• Excerpted data:
= = = = = = =

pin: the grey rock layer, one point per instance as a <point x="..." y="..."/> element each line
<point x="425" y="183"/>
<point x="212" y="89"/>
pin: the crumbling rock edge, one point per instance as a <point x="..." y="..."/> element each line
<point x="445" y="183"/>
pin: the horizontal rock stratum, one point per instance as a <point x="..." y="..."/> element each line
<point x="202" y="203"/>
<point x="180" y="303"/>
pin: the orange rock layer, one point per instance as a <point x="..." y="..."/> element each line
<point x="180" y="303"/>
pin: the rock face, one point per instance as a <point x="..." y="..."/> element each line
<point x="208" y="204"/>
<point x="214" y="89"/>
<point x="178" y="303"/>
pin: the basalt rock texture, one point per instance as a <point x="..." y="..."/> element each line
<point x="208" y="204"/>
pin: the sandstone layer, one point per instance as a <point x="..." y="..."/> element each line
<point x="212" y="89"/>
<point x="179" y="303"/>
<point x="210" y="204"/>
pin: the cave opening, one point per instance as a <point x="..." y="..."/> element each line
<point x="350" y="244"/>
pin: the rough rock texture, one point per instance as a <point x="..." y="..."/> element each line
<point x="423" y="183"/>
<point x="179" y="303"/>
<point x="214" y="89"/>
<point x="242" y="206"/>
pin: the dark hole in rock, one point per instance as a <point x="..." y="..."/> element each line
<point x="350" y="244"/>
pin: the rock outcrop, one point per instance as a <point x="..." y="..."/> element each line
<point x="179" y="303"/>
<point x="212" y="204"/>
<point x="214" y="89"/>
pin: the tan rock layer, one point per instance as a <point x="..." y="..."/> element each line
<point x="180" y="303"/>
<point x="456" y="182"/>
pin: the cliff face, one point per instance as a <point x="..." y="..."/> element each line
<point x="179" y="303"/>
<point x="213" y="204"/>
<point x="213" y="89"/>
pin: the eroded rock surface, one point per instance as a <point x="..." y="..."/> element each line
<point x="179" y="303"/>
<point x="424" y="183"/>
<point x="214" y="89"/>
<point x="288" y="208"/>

= = = = = = =

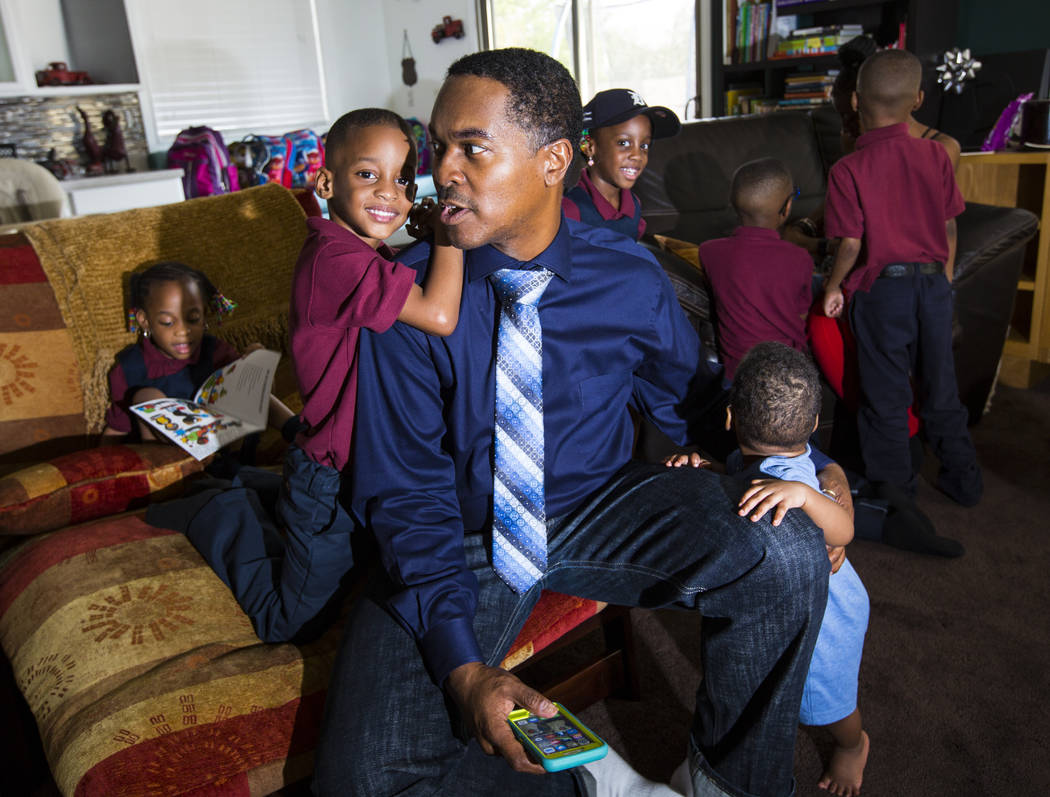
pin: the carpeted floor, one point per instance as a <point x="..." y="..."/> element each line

= = = = = = =

• Goal of the exercise: Count the lines in the entries above that contain the string "texture", treating uppercase and lowercase as different, and reply with only the number.

• Correct result: 2